Start of Available data

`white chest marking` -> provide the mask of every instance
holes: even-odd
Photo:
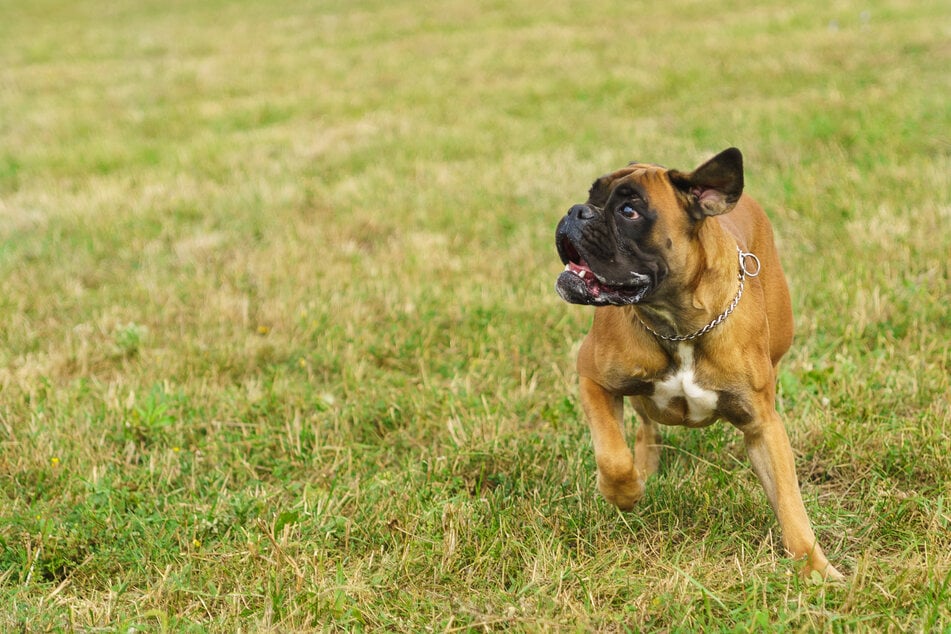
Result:
[[[680,367],[663,381],[654,384],[651,399],[658,409],[665,410],[671,400],[682,397],[687,402],[687,419],[701,423],[713,415],[717,407],[717,393],[697,385],[692,345],[680,344],[677,354],[680,356]]]

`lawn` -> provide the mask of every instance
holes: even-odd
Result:
[[[0,0],[0,631],[951,630],[951,4]],[[595,490],[554,228],[737,146],[797,574],[728,424]]]

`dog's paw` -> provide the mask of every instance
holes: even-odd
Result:
[[[845,576],[835,569],[835,566],[830,564],[828,561],[818,562],[813,564],[812,562],[807,562],[802,569],[802,577],[808,583],[813,583],[816,585],[822,583],[830,583],[835,581],[845,581]]]
[[[611,504],[622,511],[630,511],[644,497],[644,481],[637,477],[634,470],[624,479],[609,480],[598,473],[598,490]]]

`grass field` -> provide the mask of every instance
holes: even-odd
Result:
[[[0,0],[0,631],[951,631],[951,4]],[[731,145],[811,584],[729,425],[595,491],[554,227]]]

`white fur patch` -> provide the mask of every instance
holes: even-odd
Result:
[[[651,400],[663,411],[670,405],[670,401],[682,397],[687,403],[687,419],[702,423],[713,416],[717,408],[717,393],[697,384],[694,378],[692,345],[680,344],[677,354],[680,356],[680,367],[663,381],[654,384]]]

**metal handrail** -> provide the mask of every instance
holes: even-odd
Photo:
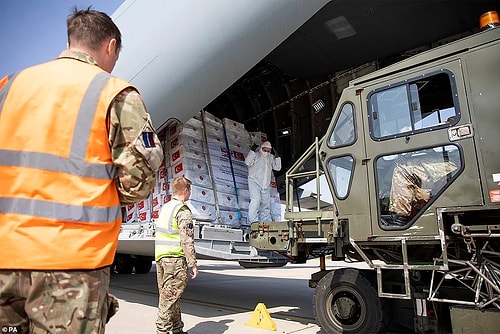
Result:
[[[295,190],[295,185],[293,180],[306,176],[316,177],[316,194],[318,194],[316,198],[316,210],[320,210],[321,201],[319,194],[321,194],[320,176],[322,175],[322,172],[320,171],[319,147],[323,143],[323,140],[324,137],[321,139],[318,139],[318,137],[316,137],[314,143],[308,147],[308,149],[304,152],[304,154],[286,172],[285,175],[286,177],[285,187],[287,194],[286,212],[293,212],[293,192]],[[315,170],[300,171],[300,168],[310,160],[313,154],[315,159]],[[297,200],[299,199],[297,198]]]

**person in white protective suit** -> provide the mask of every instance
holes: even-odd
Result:
[[[271,221],[271,176],[273,170],[281,170],[281,158],[271,154],[271,143],[253,145],[245,158],[248,166],[248,191],[250,205],[248,207],[248,222]]]

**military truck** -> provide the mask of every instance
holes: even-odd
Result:
[[[351,81],[285,175],[285,221],[252,224],[251,245],[319,258],[326,333],[498,333],[499,64],[491,28]]]

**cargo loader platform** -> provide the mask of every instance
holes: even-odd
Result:
[[[288,263],[280,254],[250,246],[241,229],[198,223],[194,229],[198,259],[238,261],[245,268],[280,267]],[[149,272],[149,264],[154,260],[154,230],[154,222],[122,225],[115,271],[126,274],[135,267],[136,273]]]

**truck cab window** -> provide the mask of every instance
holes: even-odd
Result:
[[[352,144],[355,140],[354,110],[351,103],[342,106],[332,133],[328,137],[329,147],[339,147]]]
[[[346,198],[351,184],[354,159],[351,156],[343,156],[328,161],[328,173],[333,181],[335,195],[342,199]]]
[[[374,139],[430,131],[458,121],[455,81],[447,71],[377,90],[368,99]]]
[[[382,227],[405,227],[462,170],[455,145],[381,156],[376,160]]]

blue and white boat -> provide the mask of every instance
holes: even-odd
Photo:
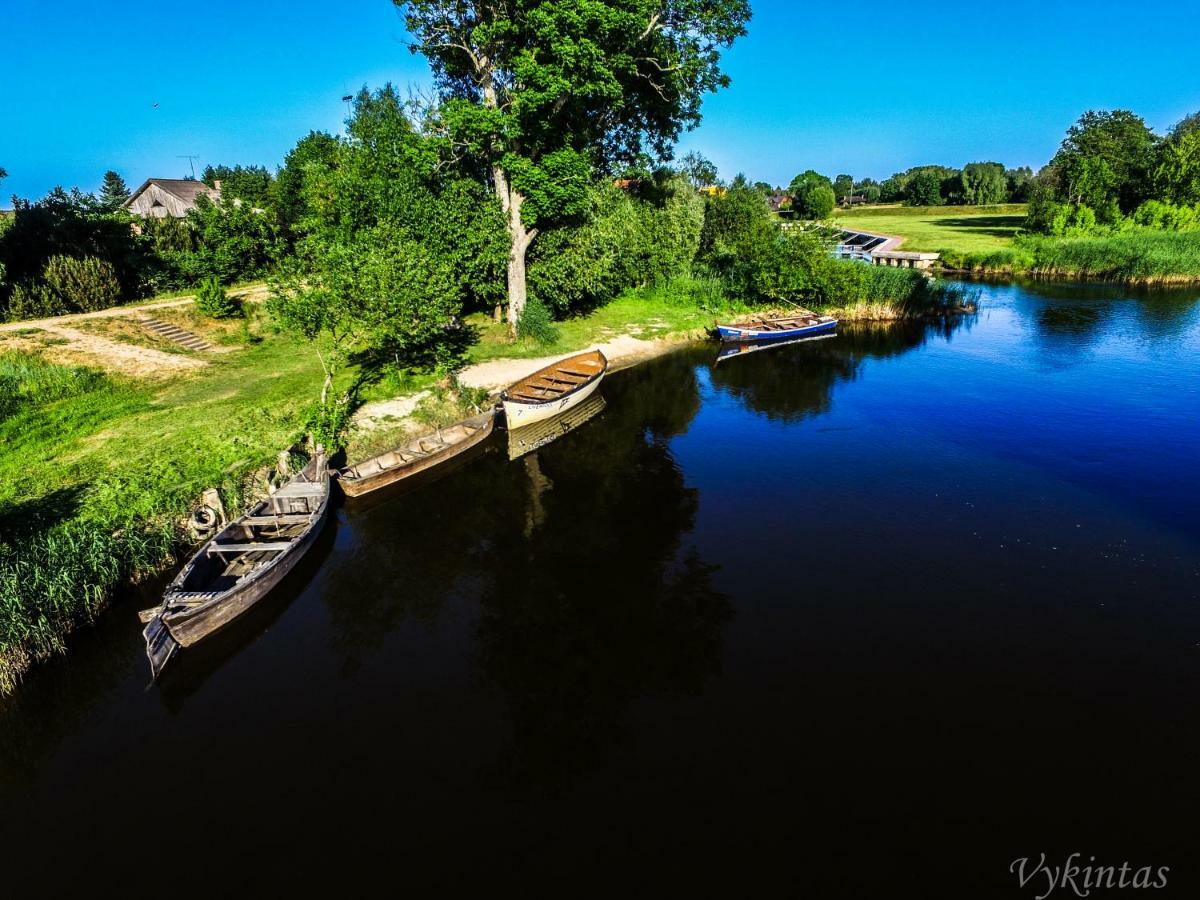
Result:
[[[737,325],[722,325],[718,322],[717,332],[723,341],[794,340],[833,331],[837,328],[837,323],[838,320],[833,316],[806,313],[781,319],[758,319]]]

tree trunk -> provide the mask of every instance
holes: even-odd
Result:
[[[508,327],[516,335],[517,322],[525,311],[528,292],[525,287],[525,254],[529,242],[537,235],[536,228],[526,229],[521,221],[521,204],[525,197],[509,183],[508,173],[499,165],[492,166],[492,184],[508,225]]]

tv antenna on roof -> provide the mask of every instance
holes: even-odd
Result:
[[[186,159],[188,161],[188,165],[191,166],[191,169],[192,169],[192,180],[195,181],[196,180],[196,160],[198,160],[200,157],[194,153],[192,153],[192,154],[184,153],[175,158],[176,159]]]

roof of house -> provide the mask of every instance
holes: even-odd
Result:
[[[220,197],[221,192],[215,188],[209,187],[203,181],[192,181],[188,178],[147,178],[142,186],[129,195],[129,199],[125,201],[128,206],[150,185],[156,184],[168,194],[173,194],[185,203],[195,203],[196,198],[201,194],[207,194],[210,197]]]

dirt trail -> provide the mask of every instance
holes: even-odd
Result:
[[[125,375],[141,377],[170,375],[208,365],[204,360],[196,359],[193,356],[164,353],[153,347],[140,347],[137,344],[110,341],[99,335],[88,334],[86,331],[78,331],[74,328],[64,328],[61,325],[46,326],[41,330],[69,341],[67,344],[48,348],[47,355],[51,358],[57,356],[92,365],[99,360],[103,368],[116,369]]]
[[[623,334],[602,344],[595,344],[593,347],[608,357],[609,371],[612,371],[624,369],[653,356],[659,356],[692,339],[690,335],[680,334],[647,341],[633,337],[633,335]],[[591,350],[593,347],[584,349]],[[575,353],[578,352],[581,351],[575,351]],[[526,375],[536,372],[552,362],[574,355],[574,353],[559,353],[556,356],[542,356],[537,359],[491,359],[468,366],[459,373],[458,377],[463,384],[469,387],[495,391],[507,387],[514,381],[520,381]]]
[[[267,287],[266,285],[255,284],[236,291],[230,291],[229,296],[239,300],[248,300],[253,303],[267,296]],[[71,313],[66,316],[55,316],[52,319],[26,319],[21,322],[5,322],[0,324],[0,331],[22,331],[26,328],[40,328],[44,331],[52,331],[60,325],[70,325],[73,322],[83,322],[87,319],[116,319],[121,316],[136,316],[138,313],[147,312],[152,309],[188,306],[195,299],[192,296],[176,297],[173,300],[158,300],[154,303],[142,303],[137,306],[113,306],[109,309],[99,309],[95,312]]]

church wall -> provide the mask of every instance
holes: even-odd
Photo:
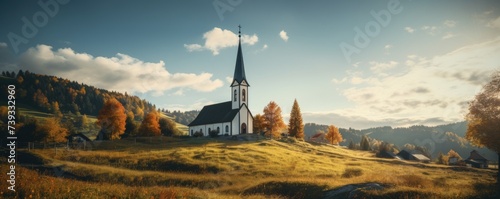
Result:
[[[226,133],[226,125],[229,127],[229,131],[231,130],[231,122],[224,122],[224,123],[215,123],[215,124],[206,124],[206,125],[198,125],[198,126],[192,126],[189,127],[189,135],[192,136],[191,130],[193,130],[193,133],[196,133],[197,131],[202,131],[204,136],[209,136],[210,130],[217,130],[217,127],[219,127],[219,135],[224,135]],[[231,132],[228,132],[228,134],[231,134]]]
[[[229,135],[238,135],[240,134],[240,124],[239,124],[240,113],[236,114],[233,121],[231,122],[231,133]]]

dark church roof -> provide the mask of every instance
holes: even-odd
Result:
[[[203,107],[188,126],[231,122],[240,109],[232,109],[231,101]]]
[[[238,55],[236,56],[236,64],[234,66],[234,76],[233,82],[236,81],[238,83],[243,82],[245,80],[248,84],[247,78],[245,76],[245,63],[243,62],[243,53],[241,52],[241,32],[239,35],[239,43],[238,43]]]

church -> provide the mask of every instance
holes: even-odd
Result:
[[[241,28],[241,27],[240,27]],[[196,132],[208,136],[216,131],[218,135],[239,135],[253,133],[253,116],[248,109],[248,81],[241,51],[241,29],[238,32],[238,54],[231,83],[231,100],[204,106],[189,126],[189,134]]]

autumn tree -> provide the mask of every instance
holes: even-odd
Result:
[[[498,154],[500,159],[500,71],[491,76],[473,101],[469,103],[465,138],[477,146],[485,146]],[[498,161],[500,168],[500,161]],[[497,173],[500,188],[500,170]]]
[[[125,132],[126,118],[125,108],[118,100],[115,98],[107,100],[97,116],[97,124],[101,126],[98,139],[120,139]]]
[[[266,130],[266,120],[261,114],[255,115],[253,118],[253,132],[262,133]]]
[[[302,122],[302,114],[297,99],[293,101],[292,112],[290,112],[288,134],[295,138],[304,138],[304,123]]]
[[[443,153],[439,152],[437,163],[448,165],[448,159],[449,159],[449,157],[447,155],[444,155]]]
[[[159,124],[159,115],[156,111],[149,112],[139,127],[139,135],[141,136],[160,136],[161,129]]]
[[[342,142],[342,135],[339,132],[339,128],[334,125],[328,126],[328,133],[326,133],[325,138],[330,144],[339,144],[339,142]]]
[[[177,134],[177,124],[170,118],[162,117],[158,121],[162,135],[173,136]]]
[[[51,117],[36,126],[36,134],[43,142],[65,142],[68,129],[61,126],[58,118]]]
[[[462,157],[456,151],[454,151],[453,149],[450,149],[450,151],[448,151],[448,157],[449,158],[457,158],[457,160],[461,160],[462,159]]]
[[[7,117],[8,117],[8,108],[7,106],[0,106],[0,120],[3,121],[4,123],[7,123]]]
[[[279,137],[280,130],[286,127],[286,124],[283,122],[283,116],[281,116],[281,108],[276,102],[271,101],[264,107],[264,119],[268,129],[266,135],[271,136],[271,138]]]

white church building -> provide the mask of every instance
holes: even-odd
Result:
[[[248,81],[241,52],[241,30],[238,32],[238,54],[231,83],[231,101],[204,106],[189,126],[189,135],[196,132],[208,136],[217,131],[219,135],[253,133],[253,116],[248,109]]]

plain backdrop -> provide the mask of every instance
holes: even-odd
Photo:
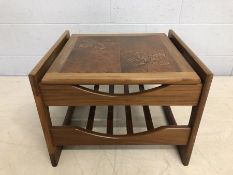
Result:
[[[233,75],[232,0],[0,0],[0,75],[27,75],[64,30],[169,29],[215,75]]]

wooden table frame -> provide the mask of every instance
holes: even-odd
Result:
[[[45,73],[69,40],[69,32],[66,31],[58,39],[29,74],[41,126],[53,166],[57,166],[62,147],[65,145],[98,144],[177,145],[182,163],[184,165],[189,164],[213,74],[174,31],[170,30],[168,37],[198,74],[201,83],[195,85],[165,84],[146,91],[144,91],[144,86],[139,84],[140,92],[133,94],[128,94],[129,89],[126,84],[124,85],[124,95],[114,94],[114,85],[109,86],[109,93],[101,93],[98,92],[98,85],[95,85],[94,90],[90,90],[79,85],[48,85],[41,83]],[[130,84],[129,82],[126,83]],[[68,110],[63,126],[52,126],[49,106],[64,105],[68,106]],[[92,105],[86,129],[69,126],[75,106],[80,105]],[[106,134],[92,131],[95,105],[108,106]],[[127,135],[113,135],[113,105],[126,105]],[[133,134],[130,105],[143,105],[148,131]],[[154,128],[147,105],[162,106],[169,125]],[[170,107],[172,105],[192,106],[188,125],[177,125]]]

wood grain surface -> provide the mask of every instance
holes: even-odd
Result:
[[[143,92],[109,94],[71,85],[41,85],[48,106],[80,105],[196,105],[201,85],[163,85]]]
[[[29,75],[51,163],[62,147],[85,144],[174,144],[188,165],[213,74],[174,31],[165,34],[72,35],[66,31]],[[80,86],[95,85],[94,90]],[[109,93],[98,91],[108,84]],[[124,85],[124,94],[114,93]],[[129,93],[128,85],[139,85]],[[160,84],[144,90],[143,84]],[[90,105],[86,129],[67,126],[74,106]],[[95,108],[108,106],[106,134],[92,131]],[[114,105],[126,106],[126,135],[114,135]],[[130,105],[143,105],[147,131],[134,133]],[[162,105],[169,126],[154,128],[148,105]],[[170,106],[190,105],[188,125]],[[49,106],[69,106],[64,126],[53,126]]]
[[[138,84],[144,83],[147,74],[150,83],[158,83],[158,75],[167,83],[173,80],[176,84],[177,77],[181,84],[200,83],[196,72],[165,34],[72,35],[42,82],[67,84],[69,79],[69,84],[102,84],[102,78],[106,84],[114,84],[123,78],[124,83],[130,80]],[[88,82],[79,81],[87,77]]]
[[[187,126],[160,126],[152,131],[130,135],[109,135],[87,131],[80,127],[54,126],[50,129],[55,145],[148,145],[187,144],[190,128]]]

End of Available data

**Exercise description:**
Looking at the listing above, how many of its lines contain "roof"? Say only the number.

**Task solution:**
3